__QUOTED PASSAGE__.
········

Earlier, I mentioned my own Virgo Midheaven. That of course gives me Pisces on my 4th house cusp. So what planet rules my 4th house? Is it Jupiter, the traditional ruler, or Neptune, the modern one? As usual, my suggestion is to use both of them. 
I’m always self-conscious when I go on at length about myself, so I’ll keep this brief. Taking the 4th house to be the “house of the home” implies not only the building in which we live, but also loving, committed relationships in it – “our family,” at least in some sense of the word. 
Let me start with Neptune – a planet which often entails letting go of good things for some higher calling. With often-ascetic Neptune ruling my “house of family,” I’ve never had children. My Libran Neptune in the 11th house has called me to “serve my tribe” in a way that never fit with the possibility of being a good, present father. So that never happened.
What about Jupiter, the traditional ruler of Pisces? I can relate to that too. 
Jupiter is conjunct my Sun in Capricorn and the 2nd house. Again, I could yack about myself at length here, but very simply I now live in a beautiful home that makes me feel like a rich man – there’s Jupiter in the 2nd house impacting my 4th house experience and style of life. I hasten to add that I definitely didn’t start out that way. I grew up in a 3-room 4th floor walk-up apartment in an edgy ethnic neighborhood just outside the Bronx in the New York City area. I’ve come a long way from there. Today I live in a style I could barely imagine then. 
I’m grateful for my life and I’d be the first to say that I have been lucky – but I’ve worked hard too. There’s the Capricorn signature – to get to my present 4th house home took a lot of hard (and very meaningful!) effort. Once again, the ruler of the 4th house cusp – in this case, the traditional ruler – tells the story, augmenting what we might see based solely on the sign we find there.

 

WHAT IF THE RULER IS IN THE HOUSE IT RULES?

 

Let me add one more practical perspective. About one time out of every twelve, you will find that the planetary ruler of a house is actually in the house that it rules. Obviously this affords us less enhancement of our perspective – although let’s add that it’s not unusual for the ruling planet to be in the next sign, and that can offer a bit of fresh information.
  • What I’ve found to be generally true in the situation where the planetary ruler is in the house it rules is that the person’s success in terms of that house depends very much on independent, “self-starting” activity.

········

__DATA SECTION__.
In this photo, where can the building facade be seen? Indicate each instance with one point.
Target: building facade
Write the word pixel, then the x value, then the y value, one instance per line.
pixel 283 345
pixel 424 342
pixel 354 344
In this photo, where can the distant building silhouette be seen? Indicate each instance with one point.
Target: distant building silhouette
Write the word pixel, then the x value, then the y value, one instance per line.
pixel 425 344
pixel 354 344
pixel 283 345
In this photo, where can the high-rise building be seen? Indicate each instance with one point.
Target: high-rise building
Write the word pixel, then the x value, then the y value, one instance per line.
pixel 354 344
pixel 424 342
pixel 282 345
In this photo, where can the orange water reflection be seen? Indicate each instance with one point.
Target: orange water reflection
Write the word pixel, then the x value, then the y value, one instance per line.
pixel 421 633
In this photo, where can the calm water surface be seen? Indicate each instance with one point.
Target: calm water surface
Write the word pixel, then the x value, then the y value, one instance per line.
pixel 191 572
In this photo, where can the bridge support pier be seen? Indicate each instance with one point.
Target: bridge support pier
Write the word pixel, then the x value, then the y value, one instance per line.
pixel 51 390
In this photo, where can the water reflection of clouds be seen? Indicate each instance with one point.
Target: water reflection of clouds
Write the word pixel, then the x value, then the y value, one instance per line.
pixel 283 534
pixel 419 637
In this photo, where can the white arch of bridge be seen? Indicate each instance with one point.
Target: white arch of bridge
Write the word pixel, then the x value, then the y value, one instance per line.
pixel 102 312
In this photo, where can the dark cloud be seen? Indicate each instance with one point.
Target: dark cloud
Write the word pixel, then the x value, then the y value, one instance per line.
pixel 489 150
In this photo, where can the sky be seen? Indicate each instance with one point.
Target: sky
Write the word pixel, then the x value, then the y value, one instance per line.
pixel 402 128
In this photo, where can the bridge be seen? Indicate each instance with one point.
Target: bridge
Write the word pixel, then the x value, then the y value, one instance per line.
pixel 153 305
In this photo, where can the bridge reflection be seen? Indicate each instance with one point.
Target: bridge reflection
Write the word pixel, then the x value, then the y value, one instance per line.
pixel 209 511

········

__EXERCISE 1__.
Which zodiac signs are mentioned in the astrology passage?
__EXERCISE 2__.
Reproduce the astrology passage word for word, starting at "I’m grateful for" and ending at "HOUSE IT RULES?".

__CORRECT OUTPUT 1__.
Virgo, Pisces, Libra (as "Libran"), and Capricorn.

__CORRECT OUTPUT 2__.
I’m grateful for my life and I’d be the first to say that I have been lucky – but I’ve worked hard too. There’s the Capricorn signature – to get to my present 4th house home took a lot of hard (and very meaningful!) effort. Once again, the ruler of the 4th house cusp – in this case, the traditional ruler – tells the story, augmenting what we might see based solely on the sign we find there.

 

WHAT IF THE RULER IS IN THE HOUSE IT RULES?